## Request
Convert the listing below into a JSON list of strings, one string per line, from the line containing "task: segment the snow-capped peak" through the line containing "M 234 116 L". Omit blank lines.
-------------------------
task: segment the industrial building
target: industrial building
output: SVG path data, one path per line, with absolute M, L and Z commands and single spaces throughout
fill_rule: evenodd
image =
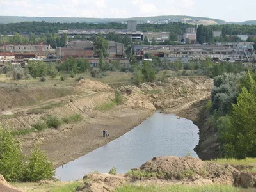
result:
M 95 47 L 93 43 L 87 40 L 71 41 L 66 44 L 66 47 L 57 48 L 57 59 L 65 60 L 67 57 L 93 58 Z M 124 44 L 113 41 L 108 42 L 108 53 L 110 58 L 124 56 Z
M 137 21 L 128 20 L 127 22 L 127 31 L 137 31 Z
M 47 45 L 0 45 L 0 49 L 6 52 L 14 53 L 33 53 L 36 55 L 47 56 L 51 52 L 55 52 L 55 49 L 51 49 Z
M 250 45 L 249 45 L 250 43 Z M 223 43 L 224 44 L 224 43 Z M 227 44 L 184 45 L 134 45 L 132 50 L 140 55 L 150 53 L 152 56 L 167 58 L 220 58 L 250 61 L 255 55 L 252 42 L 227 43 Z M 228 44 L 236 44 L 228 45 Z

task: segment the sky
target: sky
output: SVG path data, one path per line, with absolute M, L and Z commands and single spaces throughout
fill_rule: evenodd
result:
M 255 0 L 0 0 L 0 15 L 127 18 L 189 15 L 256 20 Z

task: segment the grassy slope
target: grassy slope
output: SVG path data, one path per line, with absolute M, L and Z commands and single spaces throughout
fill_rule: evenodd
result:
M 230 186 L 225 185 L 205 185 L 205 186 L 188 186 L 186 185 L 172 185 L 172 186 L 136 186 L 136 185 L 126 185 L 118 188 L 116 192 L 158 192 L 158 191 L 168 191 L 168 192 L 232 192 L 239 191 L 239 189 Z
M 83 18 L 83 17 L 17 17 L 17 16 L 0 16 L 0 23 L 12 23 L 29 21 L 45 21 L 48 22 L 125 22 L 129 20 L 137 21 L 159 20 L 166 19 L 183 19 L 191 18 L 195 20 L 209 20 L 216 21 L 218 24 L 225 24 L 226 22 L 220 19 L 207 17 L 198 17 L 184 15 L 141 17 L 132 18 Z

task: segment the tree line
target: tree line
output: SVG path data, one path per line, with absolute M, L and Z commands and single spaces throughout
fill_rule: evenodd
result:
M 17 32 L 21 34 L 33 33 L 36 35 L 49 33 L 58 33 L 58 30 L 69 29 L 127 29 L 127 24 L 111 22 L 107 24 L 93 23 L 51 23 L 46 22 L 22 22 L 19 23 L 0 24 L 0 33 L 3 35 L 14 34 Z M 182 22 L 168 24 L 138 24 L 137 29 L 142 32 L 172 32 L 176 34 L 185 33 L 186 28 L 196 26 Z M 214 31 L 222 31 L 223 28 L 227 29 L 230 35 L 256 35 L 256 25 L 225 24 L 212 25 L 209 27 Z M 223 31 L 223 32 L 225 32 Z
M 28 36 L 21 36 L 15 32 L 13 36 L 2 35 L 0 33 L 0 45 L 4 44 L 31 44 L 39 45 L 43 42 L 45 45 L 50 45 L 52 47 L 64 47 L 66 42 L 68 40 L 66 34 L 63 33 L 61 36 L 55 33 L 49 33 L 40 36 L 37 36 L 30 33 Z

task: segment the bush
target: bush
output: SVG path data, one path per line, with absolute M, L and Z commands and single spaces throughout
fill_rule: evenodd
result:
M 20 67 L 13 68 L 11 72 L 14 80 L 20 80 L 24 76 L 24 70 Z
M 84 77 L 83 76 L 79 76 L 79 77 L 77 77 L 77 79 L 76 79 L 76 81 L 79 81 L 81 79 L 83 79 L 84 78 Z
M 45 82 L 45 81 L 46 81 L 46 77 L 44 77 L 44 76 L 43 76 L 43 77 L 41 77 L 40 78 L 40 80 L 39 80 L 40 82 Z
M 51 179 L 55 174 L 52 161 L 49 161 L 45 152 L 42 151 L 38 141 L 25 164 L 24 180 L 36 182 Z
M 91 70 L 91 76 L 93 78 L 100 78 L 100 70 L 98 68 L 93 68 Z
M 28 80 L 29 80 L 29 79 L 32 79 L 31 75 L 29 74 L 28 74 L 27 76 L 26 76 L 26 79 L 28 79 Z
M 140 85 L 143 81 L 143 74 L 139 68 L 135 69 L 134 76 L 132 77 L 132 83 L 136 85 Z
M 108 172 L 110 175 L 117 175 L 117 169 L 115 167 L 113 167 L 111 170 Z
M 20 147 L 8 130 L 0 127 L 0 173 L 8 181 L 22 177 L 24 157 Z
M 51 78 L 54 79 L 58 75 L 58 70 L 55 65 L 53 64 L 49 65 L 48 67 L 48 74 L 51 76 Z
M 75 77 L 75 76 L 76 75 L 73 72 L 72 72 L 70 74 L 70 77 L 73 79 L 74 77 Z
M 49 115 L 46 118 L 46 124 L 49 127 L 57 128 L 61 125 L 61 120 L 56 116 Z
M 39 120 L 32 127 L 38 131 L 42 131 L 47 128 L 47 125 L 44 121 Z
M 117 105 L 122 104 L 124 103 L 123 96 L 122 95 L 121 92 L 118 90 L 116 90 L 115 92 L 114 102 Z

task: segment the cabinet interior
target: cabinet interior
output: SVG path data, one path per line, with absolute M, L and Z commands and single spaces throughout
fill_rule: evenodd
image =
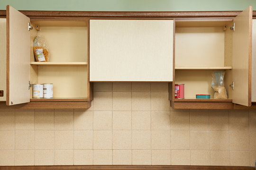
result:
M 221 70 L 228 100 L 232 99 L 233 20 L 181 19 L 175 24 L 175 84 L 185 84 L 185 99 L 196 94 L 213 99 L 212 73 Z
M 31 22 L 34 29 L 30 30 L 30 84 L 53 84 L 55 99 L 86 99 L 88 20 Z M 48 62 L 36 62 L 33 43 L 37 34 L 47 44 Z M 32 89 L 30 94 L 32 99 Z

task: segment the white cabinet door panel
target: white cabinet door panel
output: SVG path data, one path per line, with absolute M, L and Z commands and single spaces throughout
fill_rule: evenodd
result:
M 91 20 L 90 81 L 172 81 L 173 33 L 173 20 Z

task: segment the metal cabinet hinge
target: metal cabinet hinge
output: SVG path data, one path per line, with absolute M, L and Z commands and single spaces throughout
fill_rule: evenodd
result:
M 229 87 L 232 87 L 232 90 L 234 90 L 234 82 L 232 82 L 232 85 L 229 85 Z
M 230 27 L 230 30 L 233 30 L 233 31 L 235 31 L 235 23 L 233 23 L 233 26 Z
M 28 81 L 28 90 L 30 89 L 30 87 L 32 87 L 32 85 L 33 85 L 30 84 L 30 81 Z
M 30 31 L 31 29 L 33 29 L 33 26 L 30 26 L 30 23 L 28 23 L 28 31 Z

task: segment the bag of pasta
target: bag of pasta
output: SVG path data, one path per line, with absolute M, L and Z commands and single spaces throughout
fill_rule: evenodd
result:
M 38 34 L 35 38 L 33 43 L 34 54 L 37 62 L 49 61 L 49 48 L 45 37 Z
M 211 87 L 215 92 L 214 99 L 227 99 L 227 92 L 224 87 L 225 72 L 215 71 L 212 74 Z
-------------------------
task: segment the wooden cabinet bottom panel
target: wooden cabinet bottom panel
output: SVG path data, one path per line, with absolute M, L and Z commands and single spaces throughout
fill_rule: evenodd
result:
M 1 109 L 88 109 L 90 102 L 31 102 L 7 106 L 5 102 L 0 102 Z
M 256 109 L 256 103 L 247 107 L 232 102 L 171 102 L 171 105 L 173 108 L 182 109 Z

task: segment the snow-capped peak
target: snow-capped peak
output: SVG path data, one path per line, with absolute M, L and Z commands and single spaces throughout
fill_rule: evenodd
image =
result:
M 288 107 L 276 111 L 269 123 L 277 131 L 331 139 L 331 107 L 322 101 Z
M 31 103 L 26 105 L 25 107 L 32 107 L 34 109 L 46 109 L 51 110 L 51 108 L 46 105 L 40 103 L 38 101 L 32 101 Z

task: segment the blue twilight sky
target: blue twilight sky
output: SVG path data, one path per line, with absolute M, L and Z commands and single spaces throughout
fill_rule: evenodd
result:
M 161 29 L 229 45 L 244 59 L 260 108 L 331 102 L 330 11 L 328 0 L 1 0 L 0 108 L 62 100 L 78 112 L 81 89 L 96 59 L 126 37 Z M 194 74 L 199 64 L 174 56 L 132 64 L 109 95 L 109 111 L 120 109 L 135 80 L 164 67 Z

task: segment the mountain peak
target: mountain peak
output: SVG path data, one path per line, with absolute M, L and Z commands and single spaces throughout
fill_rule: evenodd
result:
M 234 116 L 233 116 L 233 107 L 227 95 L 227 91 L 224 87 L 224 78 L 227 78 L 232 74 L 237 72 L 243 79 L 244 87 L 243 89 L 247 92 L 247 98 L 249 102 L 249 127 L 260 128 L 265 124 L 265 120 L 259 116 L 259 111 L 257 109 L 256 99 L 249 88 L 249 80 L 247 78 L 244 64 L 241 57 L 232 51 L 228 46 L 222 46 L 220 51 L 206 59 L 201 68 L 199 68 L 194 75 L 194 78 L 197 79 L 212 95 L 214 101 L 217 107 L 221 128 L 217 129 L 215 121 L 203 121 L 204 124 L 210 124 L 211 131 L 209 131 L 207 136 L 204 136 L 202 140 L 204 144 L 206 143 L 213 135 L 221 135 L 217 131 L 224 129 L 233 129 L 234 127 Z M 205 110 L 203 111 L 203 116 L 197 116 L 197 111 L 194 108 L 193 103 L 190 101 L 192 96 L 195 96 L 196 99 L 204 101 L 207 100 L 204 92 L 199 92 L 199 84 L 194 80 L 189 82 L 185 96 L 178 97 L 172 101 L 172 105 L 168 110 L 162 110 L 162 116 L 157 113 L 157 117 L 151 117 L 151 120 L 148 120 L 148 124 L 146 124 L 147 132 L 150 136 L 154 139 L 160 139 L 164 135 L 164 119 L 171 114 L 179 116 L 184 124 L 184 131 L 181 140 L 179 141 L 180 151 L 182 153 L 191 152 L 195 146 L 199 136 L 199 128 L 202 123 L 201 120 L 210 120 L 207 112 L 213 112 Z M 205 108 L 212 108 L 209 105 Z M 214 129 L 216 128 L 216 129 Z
-------------------------
## The answer
[
  "task: segment the snow-capped peak",
  "target: snow-capped peak",
  "output: SVG path data, one path per line, with absolute M, L and Z commands and single spaces throughout",
  "fill_rule: evenodd",
  "image =",
  "result:",
  "M 288 107 L 276 111 L 269 123 L 277 131 L 331 139 L 331 107 L 322 101 Z",
  "M 31 103 L 26 105 L 25 107 L 32 107 L 34 109 L 46 109 L 51 110 L 51 108 L 46 105 L 40 103 L 38 101 L 32 101 Z",
  "task: segment the blue twilight sky",
  "target: blue twilight sky",
  "output: SVG path data, one path per line, with absolute M, L and Z commands and single spaces throughout",
  "fill_rule: evenodd",
  "result:",
  "M 161 29 L 229 45 L 244 59 L 260 108 L 331 102 L 330 11 L 328 0 L 1 0 L 0 108 L 62 100 L 78 112 L 81 89 L 96 59 L 126 37 Z M 194 74 L 199 64 L 174 56 L 132 64 L 109 95 L 109 111 L 120 109 L 135 80 L 164 67 Z",
  "task: segment the mountain peak",
  "target: mountain peak",
  "output: SVG path data, one path per line, with absolute M, L and Z commands and single spaces throughout",
  "fill_rule: evenodd",
  "result:",
  "M 234 116 L 233 116 L 233 107 L 227 95 L 227 91 L 224 87 L 224 78 L 227 78 L 232 74 L 237 72 L 243 79 L 244 87 L 243 89 L 247 92 L 247 98 L 249 102 L 249 127 L 260 128 L 265 124 L 265 120 L 259 116 L 259 111 L 257 109 L 256 99 L 249 88 L 249 80 L 247 78 L 244 64 L 241 57 L 232 51 L 228 46 L 222 46 L 220 51 L 206 59 L 201 68 L 199 68 L 194 75 L 194 78 L 197 79 L 212 95 L 214 101 L 217 107 L 221 128 L 217 129 L 215 121 L 203 121 L 204 124 L 210 124 L 211 131 L 209 131 L 207 136 L 204 136 L 202 140 L 204 144 L 206 143 L 213 135 L 221 135 L 217 131 L 224 129 L 233 129 L 234 127 Z M 205 110 L 203 111 L 203 116 L 197 116 L 197 111 L 194 108 L 193 103 L 190 101 L 192 96 L 195 96 L 196 99 L 204 101 L 207 100 L 204 92 L 199 92 L 199 84 L 194 80 L 189 82 L 185 96 L 178 97 L 172 101 L 172 105 L 168 110 L 162 110 L 162 116 L 157 113 L 157 117 L 151 117 L 151 120 L 148 120 L 148 124 L 146 124 L 147 132 L 150 136 L 154 139 L 160 139 L 164 135 L 164 119 L 171 114 L 179 116 L 184 124 L 184 131 L 181 140 L 179 141 L 180 151 L 182 153 L 191 152 L 195 146 L 199 136 L 199 128 L 202 123 L 201 120 L 210 120 L 207 112 L 213 112 Z M 205 108 L 212 108 L 209 105 Z M 214 129 L 216 128 L 216 129 Z"
]